* _TEXTAUSWAHL_

Wittmann: Nein, denn auch bei uns hat sich viel getan. Wir haben die höchsten Fallzahlen in diesem Bereich. Das liegt nicht daran, dass wir extrem groß wären. Wir haben einen hohen Grad an Automatisierung, da wir sehr technologieorientiert sind. Seit sechs bis sieben Jahren setzen wir auch KI ein. Mit unseren Prozessen können wir tausende von Bewertungen analysieren, ohne jede einzelne anzufassen. Das Monitoring von Bewertungen hilft Unternehmen, aber auch der öffentlichen Hand. Wichtig dabei ist, dass alle verfügbaren Informationen an der Quelle gesammelt werden und außerdem, dass es keine pauschalen Beanstandungen gibt.

'mi': 'Pauschale Beanstandung' ist ein gutes Stichwort. Darauf, dass man das nicht machen sollte, weisen wir bei 'markt intern' immer wieder hin. Es gibt nun einmal die Freiheit der Meinungsäußerung, und da ist oft mehr erlaubt, als die Person oder das Unternehmen, die betroffen sind, wahrhaben wollen. Bei Tatsachenbehauptungen sieht es anders aus, die müssen stimmen. Aber wer hat die Zeit, sich das so genau anzuschauen?

Wittmann: Es ist so, dass Google seine Teams, die sich mit den Beanstandungen befassen, inzwischen stark aufgestockt, erweitert und mit hohem rechtlichen Know-how ausgestattet hat. Das musste auch sein, wegen der Rechtsprechung des Bundesgerichtshofs.

'mi': Heißt das, dass ich bei einer Fake-Bewertung gute Chancen habe, mit einer Beanstandung erfolgreich zu sein?

Wittmann: Google zu faken, ist schwer geworden! Denn Google verbessert ständig seine Instrumente. Mittlerweile ist das Unternehmen relativ gut darin geworden, Fake-Bewertungen zu erkennen. Das erkennt man daran, dass die Flut an gekauften positiven Bewertungen, die es früher gegeben hat, heute vom Markt verschwunden ist. Entsprechende Angebote finden Sie so gut wie nicht mehr. Was es häufiger gibt, sind Fake-accounts. Die können wir mit unseren Mitteln über unseren Crawler zwischenzeitlich sehr gut aufdecken. Diesbezüglich sehen wir uns als Systempartner von Google.

'mi': Ok, dann lassen Sie mich die 'Fake-Bewertung' durch eine unfaire Bewertung ersetzen. Sollte ich mich dagegen wehren?

* _Einträge mit Zeigeangaben zu beschrifteten Objekten_
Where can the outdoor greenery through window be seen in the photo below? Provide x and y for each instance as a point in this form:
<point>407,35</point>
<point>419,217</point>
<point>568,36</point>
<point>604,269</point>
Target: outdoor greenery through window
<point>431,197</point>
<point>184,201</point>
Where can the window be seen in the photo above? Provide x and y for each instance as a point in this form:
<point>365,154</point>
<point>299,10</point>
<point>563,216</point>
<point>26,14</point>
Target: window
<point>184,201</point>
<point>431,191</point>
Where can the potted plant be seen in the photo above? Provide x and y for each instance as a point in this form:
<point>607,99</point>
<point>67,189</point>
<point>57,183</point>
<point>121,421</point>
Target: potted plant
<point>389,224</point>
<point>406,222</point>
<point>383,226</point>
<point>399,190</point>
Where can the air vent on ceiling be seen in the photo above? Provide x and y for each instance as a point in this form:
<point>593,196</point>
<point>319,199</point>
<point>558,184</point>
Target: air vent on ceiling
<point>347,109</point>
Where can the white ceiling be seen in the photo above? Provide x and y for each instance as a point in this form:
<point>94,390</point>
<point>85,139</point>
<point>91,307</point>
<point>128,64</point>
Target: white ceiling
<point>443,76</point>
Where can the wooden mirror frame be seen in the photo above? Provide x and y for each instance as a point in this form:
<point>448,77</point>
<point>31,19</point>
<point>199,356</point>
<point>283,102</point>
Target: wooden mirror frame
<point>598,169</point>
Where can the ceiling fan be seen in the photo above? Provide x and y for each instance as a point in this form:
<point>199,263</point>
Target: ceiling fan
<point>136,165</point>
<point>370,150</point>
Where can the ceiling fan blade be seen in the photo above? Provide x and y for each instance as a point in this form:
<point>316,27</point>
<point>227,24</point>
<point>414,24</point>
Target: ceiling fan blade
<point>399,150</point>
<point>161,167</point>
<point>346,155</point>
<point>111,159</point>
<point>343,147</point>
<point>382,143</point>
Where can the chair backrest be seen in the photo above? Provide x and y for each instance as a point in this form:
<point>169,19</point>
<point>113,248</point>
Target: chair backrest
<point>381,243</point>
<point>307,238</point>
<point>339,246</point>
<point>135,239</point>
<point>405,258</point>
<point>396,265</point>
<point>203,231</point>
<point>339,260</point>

---

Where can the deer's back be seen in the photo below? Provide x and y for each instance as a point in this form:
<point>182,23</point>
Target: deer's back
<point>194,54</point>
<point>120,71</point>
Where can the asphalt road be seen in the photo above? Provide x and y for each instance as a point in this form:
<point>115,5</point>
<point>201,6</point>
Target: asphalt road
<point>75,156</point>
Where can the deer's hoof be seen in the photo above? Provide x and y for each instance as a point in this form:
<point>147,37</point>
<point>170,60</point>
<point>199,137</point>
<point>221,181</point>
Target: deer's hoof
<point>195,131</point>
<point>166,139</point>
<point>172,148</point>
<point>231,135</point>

==

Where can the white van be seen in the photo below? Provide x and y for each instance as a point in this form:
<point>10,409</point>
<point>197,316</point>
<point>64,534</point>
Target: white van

* _ZU ERLEDIGEN_
a) Fasse den Interviewauszug über Online-Bewertungen in genau zwei Sätzen zusammen.
b) Gib für jede der folgenden Aussagen an, ob sie mit dem Interviewauszug über Online-Bewertungen übereinstimmt, und belege dein Ja oder Nein mit den entscheidenden Worten aus dem Interviewauszug: (i) Wittmanns Unternehmen setzt seit sechs bis sieben Jahren KI ein. (ii) Gekaufte positive Bewertungen sind heute häufiger als früher. (iii) Tatsachenbehauptungen müssen stimmen.
c) Nenne den Grund, den Wittmann im Interviewauszug über Online-Bewertungen dafür angibt, dass Google seine Teams für Beanstandungen aufstocken musste.
Die Einträge braucht man hier nicht.

* _ANTWORTEN DER REIHE NACH_
a) Wittmann zufolge hat sein Unternehmen dank hoher Automatisierung und des Einsatzes von KI die höchsten Fallzahlen und kann tausende Bewertungen analysieren, ohne jede einzelne anzufassen, wobei die Sammlung aller Informationen an der Quelle und der Verzicht auf pauschale Beanstandungen wichtig sind. Google hat seine Teams für Beanstandungen stark aufgestockt und erkennt Fake-Bewertungen inzwischen relativ gut, während die häufigeren Fake-Accounts über den Crawler von Wittmanns Unternehmen sehr gut aufgedeckt werden können.

b)
(i) Ja: „Seit sechs bis sieben Jahren setzen wir auch KI ein.“
(ii) Nein: „die Flut an gekauften positiven Bewertungen, die es früher gegeben hat, heute vom Markt verschwunden ist“
(iii) Ja: „Bei Tatsachenbehauptungen sieht es anders aus, die müssen stimmen.“

c) Die Rechtsprechung des Bundesgerichtshofs.